» **TASK DESCRIPTION**: Repeat every record exactly, but omit the images.

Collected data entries
------------------------------------

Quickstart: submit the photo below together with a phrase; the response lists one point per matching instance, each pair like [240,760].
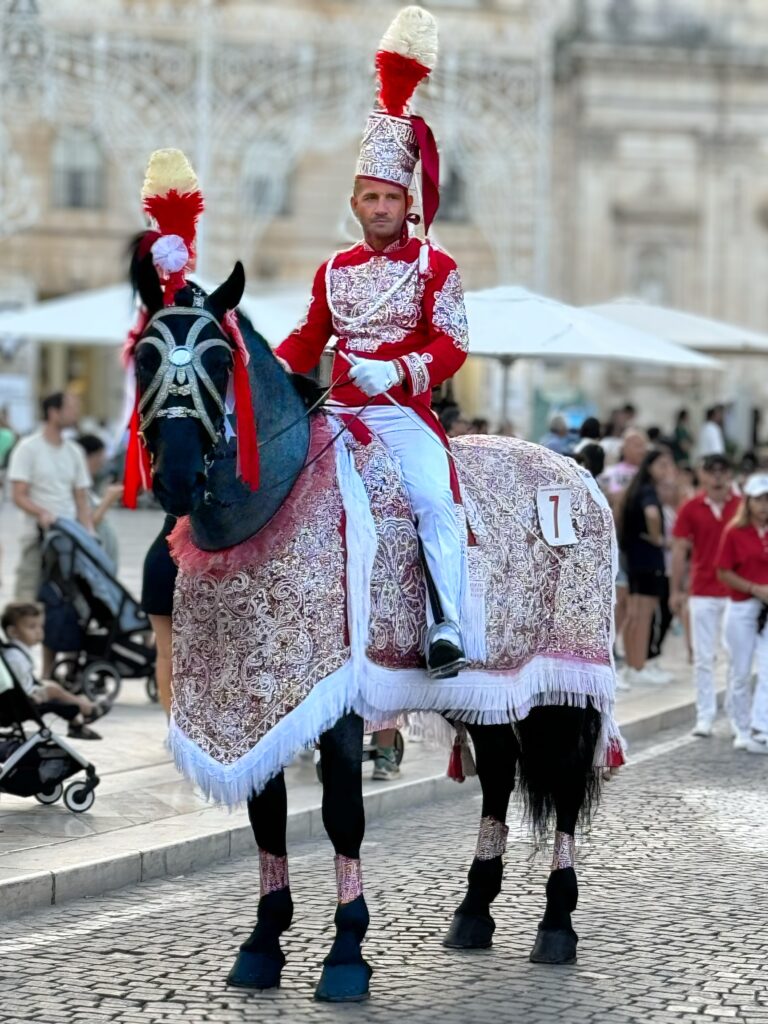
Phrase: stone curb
[23,891]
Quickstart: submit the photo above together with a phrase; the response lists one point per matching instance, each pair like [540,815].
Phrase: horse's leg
[345,974]
[557,778]
[496,754]
[260,960]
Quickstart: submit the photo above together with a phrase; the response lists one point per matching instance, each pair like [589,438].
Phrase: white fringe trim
[378,693]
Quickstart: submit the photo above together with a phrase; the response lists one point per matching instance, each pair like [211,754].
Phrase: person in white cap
[742,566]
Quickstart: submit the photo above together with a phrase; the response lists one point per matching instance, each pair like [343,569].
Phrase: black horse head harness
[181,373]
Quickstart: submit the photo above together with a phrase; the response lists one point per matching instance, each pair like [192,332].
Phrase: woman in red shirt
[742,566]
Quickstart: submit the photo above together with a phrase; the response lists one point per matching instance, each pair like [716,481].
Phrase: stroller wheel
[50,794]
[79,798]
[101,682]
[152,688]
[66,672]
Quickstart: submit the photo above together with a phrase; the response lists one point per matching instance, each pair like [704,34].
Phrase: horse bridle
[181,371]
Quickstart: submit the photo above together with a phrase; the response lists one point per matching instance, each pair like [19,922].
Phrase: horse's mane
[308,389]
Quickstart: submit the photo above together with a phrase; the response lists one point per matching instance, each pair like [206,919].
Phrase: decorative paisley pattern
[354,291]
[250,644]
[255,631]
[450,313]
[398,596]
[417,368]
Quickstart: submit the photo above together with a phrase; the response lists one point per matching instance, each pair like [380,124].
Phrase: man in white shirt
[49,479]
[711,437]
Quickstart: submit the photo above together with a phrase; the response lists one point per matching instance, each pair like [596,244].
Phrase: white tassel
[413,34]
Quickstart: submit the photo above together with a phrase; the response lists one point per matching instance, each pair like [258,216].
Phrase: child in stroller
[37,765]
[23,625]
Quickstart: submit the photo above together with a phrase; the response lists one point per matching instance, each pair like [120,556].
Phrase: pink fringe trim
[311,481]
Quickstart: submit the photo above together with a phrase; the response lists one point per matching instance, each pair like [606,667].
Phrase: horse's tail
[557,779]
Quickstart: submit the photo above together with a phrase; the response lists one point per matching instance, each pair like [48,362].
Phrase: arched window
[651,274]
[267,182]
[78,171]
[454,209]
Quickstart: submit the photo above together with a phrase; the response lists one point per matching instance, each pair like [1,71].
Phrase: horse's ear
[143,276]
[227,296]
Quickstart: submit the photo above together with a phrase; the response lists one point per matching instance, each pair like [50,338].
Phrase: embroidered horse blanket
[325,609]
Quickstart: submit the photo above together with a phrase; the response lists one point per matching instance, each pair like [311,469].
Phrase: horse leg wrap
[556,940]
[345,974]
[260,961]
[472,927]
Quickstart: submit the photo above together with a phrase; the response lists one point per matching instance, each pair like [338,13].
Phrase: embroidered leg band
[272,872]
[564,852]
[348,879]
[492,839]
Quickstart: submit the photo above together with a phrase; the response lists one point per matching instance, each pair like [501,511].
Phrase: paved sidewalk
[147,821]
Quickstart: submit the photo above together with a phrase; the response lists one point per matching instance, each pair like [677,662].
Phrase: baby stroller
[37,765]
[91,616]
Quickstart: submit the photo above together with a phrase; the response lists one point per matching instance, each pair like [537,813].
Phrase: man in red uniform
[395,304]
[697,531]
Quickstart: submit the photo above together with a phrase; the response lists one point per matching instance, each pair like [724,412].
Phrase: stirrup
[444,656]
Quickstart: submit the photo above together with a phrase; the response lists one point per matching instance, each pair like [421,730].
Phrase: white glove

------------------------------------

» **EXERCISE OUTPUT**:
Quickstart: submit the photo below together with a phrase; the response lists one point per matching instance, each pair like [240,760].
Phrase: stone curb
[23,891]
Quickstart: submit the photo above together with a phrase; the response lists one point per matching instance, each pair like [540,815].
Phrase: horse's leg
[345,974]
[557,778]
[496,754]
[260,960]
Quickstart: submit the photo above together with a phrase; the response lists one point per matching instance, each pair like [589,438].
Phrase: white fringe trim
[378,693]
Quickstart: submit the photo above together with a phrase; the response lists one point per matching instance, each pair like [211,754].
Phrase: person in white cap
[742,566]
Quickstart: submit the photo above together with a phrase; the response lists one point per matching instance, each pair like [343,569].
Phrase: black horse head harness
[181,373]
Quickstart: submit the photo above together with a phrase; the response lists one point per matching instance, each pair like [192,332].
Phrase: woman in red shirt
[742,566]
Quickstart: submit the photo above together with a phrase; the response lists one point per matching instance, each pair like [716,481].
Phrase: stroller wheel
[50,794]
[79,798]
[101,682]
[152,688]
[66,672]
Quickstart: submit the photo above together with a phrase; the response lists one point per matching instance, each pair like [704,34].
Phrase: horse bridle
[181,371]
Quickstart: submit the photo above together with a phrase; the response lists one point per matching instance, each pair like [19,922].
Phrase: horse's mane
[308,389]
Quickstart: submit the photo above together with a phrase; the response lists one point per matching instance, each pair like [206,919].
Phrase: decorative paisley pattern
[354,291]
[250,644]
[255,631]
[450,313]
[398,596]
[417,368]
Quickstart: submit the photo above together with a phrase; the response lists one point per matching instance, each pair like [380,124].
Phrase: man in white shirt
[49,479]
[711,437]
Quickstart: submit the photo above together with a phrase; the response lists one point per matching instance, each pair like [596,244].
Phrase: white tassel
[413,34]
Quickstart: submit the photo above together with a phrase; the response lists one point per matching instance, each pair like [258,216].
Phrase: child in stroller
[37,765]
[23,625]
Quickstart: submit the photo above together with a phrase; the response lists one point per matching instance, each pair like [120,556].
Phrase: pink fringe trim
[311,481]
Quickstart: submit the photo above together with a phrase; the response lists one point per matching instance, each pair like [606,667].
Phrase: horse's tail
[557,779]
Quickstart: submit the photo above together with a phrase; the response lists one point per matching instance, each pair like [48,362].
Phrase: arched window
[651,274]
[267,182]
[78,171]
[454,209]
Quickstart: submit the photo above together with a phrase; the response lists one point per matching instance, each pair like [1,71].
Phrase: horse's ear
[143,276]
[227,296]
Quickstart: submit the photo above together with a phrase; the response lists one point per matching instance, each pair like [50,338].
Phrase: embroidered horse blanket
[325,609]
Quickstart: submit the photo above together with a phrase; the response lists one point per matching instance, each pair like [311,469].
Phrase: horse leg wrap
[556,940]
[345,974]
[260,961]
[472,927]
Quickstart: submit the photo above together with a phrase; the response lists one point per matching instance, each pair like [338,13].
Phrase: embroidered leg band
[272,872]
[564,852]
[348,879]
[492,839]
Quickstart: submit the photo above together with a phrase; the response lists one point per matching instance, each pair like [501,511].
Phrase: paved sidewalk
[147,821]
Quickstart: submit the photo above together with a phrase; the response lists one point per matching instance, each pair like [677,662].
Phrase: baby stroller
[37,765]
[91,616]
Quickstart: submit the photo above together with a phrase; the response lists one point per matching instance, each pair like [537,813].
Phrase: man in red uniform
[395,304]
[697,531]
Quickstart: submit the photo above together with a phrase; the response lists one point per matching instance, each pair like [724,412].
Phrase: stirrup
[444,656]
Quickstart: submit the photo above together with a phrase; the response lists one point per matching instance, each pair like [421,730].
Phrase: white glove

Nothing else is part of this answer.